BEGIN Extracted entries

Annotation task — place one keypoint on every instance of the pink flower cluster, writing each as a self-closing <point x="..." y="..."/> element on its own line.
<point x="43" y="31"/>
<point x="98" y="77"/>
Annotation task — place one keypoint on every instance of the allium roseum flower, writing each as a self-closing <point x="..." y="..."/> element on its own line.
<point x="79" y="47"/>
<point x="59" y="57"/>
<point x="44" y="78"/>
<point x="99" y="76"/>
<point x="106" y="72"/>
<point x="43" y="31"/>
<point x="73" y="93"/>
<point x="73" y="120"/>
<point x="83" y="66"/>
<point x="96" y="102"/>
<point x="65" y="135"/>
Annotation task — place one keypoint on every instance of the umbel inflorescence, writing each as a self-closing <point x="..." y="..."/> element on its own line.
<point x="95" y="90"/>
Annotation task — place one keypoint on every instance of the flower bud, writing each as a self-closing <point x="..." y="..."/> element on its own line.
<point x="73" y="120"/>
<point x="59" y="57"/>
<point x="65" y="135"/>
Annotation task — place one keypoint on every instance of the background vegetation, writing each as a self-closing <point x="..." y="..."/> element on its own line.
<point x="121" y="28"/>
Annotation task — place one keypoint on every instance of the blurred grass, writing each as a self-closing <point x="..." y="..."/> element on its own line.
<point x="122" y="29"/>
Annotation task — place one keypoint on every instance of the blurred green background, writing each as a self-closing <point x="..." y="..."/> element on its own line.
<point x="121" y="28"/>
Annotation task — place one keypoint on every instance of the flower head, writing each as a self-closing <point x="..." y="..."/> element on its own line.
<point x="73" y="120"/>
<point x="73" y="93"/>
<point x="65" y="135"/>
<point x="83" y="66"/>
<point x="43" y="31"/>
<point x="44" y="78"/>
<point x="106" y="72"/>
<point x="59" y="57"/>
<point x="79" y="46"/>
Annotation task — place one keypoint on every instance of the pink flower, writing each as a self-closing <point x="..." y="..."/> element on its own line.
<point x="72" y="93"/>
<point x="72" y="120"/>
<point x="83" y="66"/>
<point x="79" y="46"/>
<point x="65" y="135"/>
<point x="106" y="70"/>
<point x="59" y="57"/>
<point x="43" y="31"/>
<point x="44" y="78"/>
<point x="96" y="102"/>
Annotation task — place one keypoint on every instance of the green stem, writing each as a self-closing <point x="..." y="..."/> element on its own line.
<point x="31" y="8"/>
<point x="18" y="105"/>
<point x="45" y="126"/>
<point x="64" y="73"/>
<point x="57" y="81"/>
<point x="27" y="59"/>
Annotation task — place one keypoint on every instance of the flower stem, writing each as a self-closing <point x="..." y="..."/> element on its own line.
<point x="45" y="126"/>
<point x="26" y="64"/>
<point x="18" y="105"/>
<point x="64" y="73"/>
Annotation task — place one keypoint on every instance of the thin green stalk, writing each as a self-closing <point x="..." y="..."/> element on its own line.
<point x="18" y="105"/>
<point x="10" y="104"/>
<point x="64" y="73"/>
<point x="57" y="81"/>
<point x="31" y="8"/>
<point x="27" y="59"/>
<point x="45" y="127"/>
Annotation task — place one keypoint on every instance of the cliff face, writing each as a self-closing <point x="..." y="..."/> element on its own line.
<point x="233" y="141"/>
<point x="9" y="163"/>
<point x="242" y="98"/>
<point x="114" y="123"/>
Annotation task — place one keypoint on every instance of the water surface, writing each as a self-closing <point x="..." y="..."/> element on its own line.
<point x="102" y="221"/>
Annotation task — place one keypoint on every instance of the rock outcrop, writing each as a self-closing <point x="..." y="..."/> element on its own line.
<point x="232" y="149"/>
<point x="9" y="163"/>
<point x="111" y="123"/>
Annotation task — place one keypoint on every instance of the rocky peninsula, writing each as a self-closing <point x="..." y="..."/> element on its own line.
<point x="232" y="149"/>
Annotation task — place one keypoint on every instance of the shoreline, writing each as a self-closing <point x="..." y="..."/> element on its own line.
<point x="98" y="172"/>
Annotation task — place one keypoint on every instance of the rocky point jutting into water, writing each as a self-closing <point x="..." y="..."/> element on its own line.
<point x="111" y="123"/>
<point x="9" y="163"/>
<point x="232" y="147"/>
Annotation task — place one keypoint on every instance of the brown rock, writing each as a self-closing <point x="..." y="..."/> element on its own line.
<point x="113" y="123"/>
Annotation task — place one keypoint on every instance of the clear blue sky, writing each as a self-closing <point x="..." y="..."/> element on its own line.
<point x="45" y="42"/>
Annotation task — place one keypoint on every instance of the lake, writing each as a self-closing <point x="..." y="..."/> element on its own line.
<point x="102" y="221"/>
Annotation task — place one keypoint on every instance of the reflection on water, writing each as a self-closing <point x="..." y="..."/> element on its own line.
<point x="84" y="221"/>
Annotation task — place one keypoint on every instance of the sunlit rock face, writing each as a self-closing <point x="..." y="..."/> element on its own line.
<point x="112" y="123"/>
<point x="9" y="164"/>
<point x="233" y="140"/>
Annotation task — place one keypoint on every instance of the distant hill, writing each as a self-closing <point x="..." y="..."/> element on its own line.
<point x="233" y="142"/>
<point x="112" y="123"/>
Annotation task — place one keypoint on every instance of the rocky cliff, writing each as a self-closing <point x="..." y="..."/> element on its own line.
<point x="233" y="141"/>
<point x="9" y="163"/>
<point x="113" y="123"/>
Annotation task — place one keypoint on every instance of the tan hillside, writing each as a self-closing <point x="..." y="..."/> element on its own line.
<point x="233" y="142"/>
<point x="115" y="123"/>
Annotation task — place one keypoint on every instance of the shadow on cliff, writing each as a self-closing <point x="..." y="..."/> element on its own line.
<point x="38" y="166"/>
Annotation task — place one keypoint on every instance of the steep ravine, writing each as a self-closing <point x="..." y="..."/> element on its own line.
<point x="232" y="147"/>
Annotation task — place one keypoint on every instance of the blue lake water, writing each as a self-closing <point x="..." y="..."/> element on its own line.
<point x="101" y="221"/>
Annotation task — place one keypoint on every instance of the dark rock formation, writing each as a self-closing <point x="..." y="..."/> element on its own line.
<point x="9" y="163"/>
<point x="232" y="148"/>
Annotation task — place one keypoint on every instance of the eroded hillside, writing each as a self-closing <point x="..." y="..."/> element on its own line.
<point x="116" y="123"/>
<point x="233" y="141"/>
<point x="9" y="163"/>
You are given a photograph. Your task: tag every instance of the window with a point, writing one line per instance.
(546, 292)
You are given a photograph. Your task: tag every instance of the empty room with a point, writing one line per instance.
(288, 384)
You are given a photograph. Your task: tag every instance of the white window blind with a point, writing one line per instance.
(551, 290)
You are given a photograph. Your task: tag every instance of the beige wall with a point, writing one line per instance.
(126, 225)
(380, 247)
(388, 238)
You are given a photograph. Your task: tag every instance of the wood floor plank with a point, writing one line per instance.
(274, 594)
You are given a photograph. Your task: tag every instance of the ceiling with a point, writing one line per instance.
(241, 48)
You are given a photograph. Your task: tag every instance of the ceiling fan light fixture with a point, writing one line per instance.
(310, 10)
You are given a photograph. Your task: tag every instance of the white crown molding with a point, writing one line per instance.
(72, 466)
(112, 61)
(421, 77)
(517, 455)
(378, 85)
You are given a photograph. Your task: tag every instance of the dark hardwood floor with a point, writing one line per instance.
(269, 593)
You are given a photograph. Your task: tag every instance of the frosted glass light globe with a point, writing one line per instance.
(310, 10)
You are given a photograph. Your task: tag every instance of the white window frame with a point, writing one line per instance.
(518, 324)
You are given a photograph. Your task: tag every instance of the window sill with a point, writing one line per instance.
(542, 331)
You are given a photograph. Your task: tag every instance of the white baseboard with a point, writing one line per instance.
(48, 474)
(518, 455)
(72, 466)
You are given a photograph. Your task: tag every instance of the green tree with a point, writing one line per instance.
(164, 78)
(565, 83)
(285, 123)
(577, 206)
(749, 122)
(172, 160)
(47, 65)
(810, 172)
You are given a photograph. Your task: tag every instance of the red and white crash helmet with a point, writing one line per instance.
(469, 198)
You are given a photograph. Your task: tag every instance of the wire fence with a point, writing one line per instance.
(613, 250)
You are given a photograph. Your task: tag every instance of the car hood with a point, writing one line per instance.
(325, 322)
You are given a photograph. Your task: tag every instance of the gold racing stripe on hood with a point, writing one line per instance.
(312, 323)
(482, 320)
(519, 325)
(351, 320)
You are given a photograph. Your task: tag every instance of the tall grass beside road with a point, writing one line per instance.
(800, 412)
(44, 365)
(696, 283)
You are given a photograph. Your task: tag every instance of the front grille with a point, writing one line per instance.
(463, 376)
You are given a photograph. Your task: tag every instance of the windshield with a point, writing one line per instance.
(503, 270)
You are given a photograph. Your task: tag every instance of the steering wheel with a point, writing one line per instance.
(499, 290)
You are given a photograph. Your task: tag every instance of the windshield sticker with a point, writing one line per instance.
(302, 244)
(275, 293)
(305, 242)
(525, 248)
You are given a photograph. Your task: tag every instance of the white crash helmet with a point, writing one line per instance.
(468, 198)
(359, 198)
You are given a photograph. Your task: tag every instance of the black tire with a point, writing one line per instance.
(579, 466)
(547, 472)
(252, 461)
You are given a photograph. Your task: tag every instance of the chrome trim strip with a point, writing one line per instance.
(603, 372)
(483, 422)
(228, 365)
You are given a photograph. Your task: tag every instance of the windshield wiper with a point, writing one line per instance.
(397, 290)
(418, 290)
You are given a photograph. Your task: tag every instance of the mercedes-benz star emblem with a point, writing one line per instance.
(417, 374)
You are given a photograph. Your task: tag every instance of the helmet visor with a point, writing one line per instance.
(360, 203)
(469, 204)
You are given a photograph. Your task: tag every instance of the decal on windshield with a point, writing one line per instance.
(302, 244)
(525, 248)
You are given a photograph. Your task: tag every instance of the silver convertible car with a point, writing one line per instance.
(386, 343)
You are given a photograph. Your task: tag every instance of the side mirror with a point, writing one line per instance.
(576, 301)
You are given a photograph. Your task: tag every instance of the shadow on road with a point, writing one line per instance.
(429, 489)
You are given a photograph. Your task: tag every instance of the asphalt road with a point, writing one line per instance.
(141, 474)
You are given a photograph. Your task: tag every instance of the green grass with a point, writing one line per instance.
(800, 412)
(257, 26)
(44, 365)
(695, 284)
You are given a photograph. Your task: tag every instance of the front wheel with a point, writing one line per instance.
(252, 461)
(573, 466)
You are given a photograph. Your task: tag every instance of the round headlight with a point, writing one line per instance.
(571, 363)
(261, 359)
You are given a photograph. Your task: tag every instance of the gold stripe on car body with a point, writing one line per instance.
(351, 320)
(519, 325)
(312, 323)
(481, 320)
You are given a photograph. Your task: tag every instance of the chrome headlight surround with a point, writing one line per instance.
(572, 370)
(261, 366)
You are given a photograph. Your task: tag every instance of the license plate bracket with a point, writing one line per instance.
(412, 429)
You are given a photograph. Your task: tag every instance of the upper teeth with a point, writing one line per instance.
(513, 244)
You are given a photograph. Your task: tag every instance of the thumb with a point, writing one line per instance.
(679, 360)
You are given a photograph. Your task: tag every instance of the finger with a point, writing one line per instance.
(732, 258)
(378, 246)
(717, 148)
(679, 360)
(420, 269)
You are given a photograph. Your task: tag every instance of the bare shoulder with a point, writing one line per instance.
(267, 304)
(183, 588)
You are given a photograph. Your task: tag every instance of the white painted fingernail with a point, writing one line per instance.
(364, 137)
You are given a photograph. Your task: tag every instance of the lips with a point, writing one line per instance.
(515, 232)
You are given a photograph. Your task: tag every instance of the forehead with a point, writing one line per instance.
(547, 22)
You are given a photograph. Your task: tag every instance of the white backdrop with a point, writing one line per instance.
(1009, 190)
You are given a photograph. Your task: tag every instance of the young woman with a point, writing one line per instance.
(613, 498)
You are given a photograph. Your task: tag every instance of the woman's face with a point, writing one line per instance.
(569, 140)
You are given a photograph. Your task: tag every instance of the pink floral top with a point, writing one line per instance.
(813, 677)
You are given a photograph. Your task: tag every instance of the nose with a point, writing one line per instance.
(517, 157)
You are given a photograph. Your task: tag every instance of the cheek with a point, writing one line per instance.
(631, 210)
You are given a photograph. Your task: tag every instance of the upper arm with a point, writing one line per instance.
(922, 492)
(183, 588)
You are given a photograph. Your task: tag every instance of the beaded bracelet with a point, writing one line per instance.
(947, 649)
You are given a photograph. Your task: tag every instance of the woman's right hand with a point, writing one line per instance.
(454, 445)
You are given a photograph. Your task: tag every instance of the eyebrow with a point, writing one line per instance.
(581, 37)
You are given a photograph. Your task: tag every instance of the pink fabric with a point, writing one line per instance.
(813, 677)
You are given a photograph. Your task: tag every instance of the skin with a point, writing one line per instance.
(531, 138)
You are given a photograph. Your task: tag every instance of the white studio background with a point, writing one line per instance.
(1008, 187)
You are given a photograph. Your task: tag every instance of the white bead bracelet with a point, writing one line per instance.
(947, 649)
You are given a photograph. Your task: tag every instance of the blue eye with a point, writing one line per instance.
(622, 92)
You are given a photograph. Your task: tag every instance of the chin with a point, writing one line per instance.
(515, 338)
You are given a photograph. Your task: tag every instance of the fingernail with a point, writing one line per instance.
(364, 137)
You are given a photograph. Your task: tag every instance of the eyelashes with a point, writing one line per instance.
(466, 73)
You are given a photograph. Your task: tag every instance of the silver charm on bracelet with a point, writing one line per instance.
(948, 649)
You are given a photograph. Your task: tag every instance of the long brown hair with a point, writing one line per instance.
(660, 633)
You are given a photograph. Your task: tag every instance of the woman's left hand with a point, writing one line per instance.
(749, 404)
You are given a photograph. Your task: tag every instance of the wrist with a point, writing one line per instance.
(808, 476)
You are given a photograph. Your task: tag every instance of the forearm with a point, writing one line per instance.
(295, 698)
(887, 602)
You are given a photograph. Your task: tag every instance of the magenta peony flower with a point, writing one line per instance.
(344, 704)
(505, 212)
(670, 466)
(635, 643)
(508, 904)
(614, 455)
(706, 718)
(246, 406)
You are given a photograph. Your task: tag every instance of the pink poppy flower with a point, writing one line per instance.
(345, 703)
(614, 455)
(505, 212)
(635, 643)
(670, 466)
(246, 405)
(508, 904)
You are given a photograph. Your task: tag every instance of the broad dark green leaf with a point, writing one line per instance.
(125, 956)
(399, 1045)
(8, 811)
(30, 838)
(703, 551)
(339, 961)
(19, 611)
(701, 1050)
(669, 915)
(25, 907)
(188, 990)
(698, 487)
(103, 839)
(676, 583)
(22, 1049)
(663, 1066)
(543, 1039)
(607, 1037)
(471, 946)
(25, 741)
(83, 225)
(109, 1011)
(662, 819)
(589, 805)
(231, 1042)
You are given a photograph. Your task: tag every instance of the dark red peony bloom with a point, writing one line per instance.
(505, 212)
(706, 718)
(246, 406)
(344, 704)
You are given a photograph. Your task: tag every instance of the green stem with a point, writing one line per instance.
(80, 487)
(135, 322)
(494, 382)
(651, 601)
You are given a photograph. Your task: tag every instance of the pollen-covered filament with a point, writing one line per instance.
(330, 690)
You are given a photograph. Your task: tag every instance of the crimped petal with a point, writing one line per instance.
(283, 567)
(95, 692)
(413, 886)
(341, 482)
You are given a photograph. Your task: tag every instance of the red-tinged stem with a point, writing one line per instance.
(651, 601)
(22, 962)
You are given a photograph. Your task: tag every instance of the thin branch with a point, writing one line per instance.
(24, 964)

END Extracted entries

*What to produce:*
Restate the final lines of the listing above word for word, beginning at the line that contains "of the long".

*Output below:*
You are given a photograph. Your task: tag every instance of the long brown hair with a point, writing one line per instance.
(660, 633)
You are given a photograph. Your task: tag every instance of the woman's left hand with a point, writing one line per instance.
(749, 404)
You are given a photograph. Your task: tag every instance of the wrist with a point, writing one line per instance.
(808, 476)
You are given a photograph. Your task: tag every instance of the forearm with a point, writing one line per instance.
(295, 698)
(887, 602)
You are given a photograph. Your task: tag every instance of the magenta peony flower with a point, writing one line per instance.
(344, 704)
(505, 212)
(670, 466)
(635, 643)
(508, 904)
(614, 455)
(706, 718)
(246, 406)
You are given a photograph. Your task: tag every instance of the pink poppy flower with a point, writing one line per instance.
(345, 703)
(614, 455)
(505, 212)
(635, 643)
(670, 466)
(246, 405)
(508, 904)
You are given a photograph. Your task: tag every instance of the broad dark green leaf with a point, writing one line per instance.
(125, 956)
(399, 1045)
(8, 811)
(30, 838)
(703, 551)
(339, 961)
(19, 611)
(701, 1050)
(669, 915)
(25, 907)
(188, 990)
(698, 487)
(103, 839)
(676, 583)
(22, 1049)
(663, 1066)
(543, 1039)
(607, 1037)
(471, 946)
(25, 741)
(83, 225)
(109, 1011)
(662, 819)
(589, 805)
(231, 1042)
You are given a photograph. Your task: tag every instance of the dark red peony bloom with a point, writing one line per instance.
(505, 212)
(706, 718)
(246, 406)
(344, 704)
You are given a photograph. Your task: tag every instance of the green stem with a point, writing one line per instance.
(80, 487)
(135, 322)
(494, 382)
(651, 601)
You are given a photograph. Your task: tag every instance of the pollen-covered filament with a point, writing one line per instance.
(330, 690)
You are given a photograph. Your task: tag every instance of the crimped petal with a point, writing one line per instance.
(283, 567)
(95, 692)
(413, 886)
(341, 482)
You are given a photograph. Your task: tag every instance of the red-tinged stem with a point, writing one line per instance.
(651, 601)
(22, 962)
You are given a photograph. Your task: tag every instance of the thin branch with a point, writing one line per instance.
(24, 964)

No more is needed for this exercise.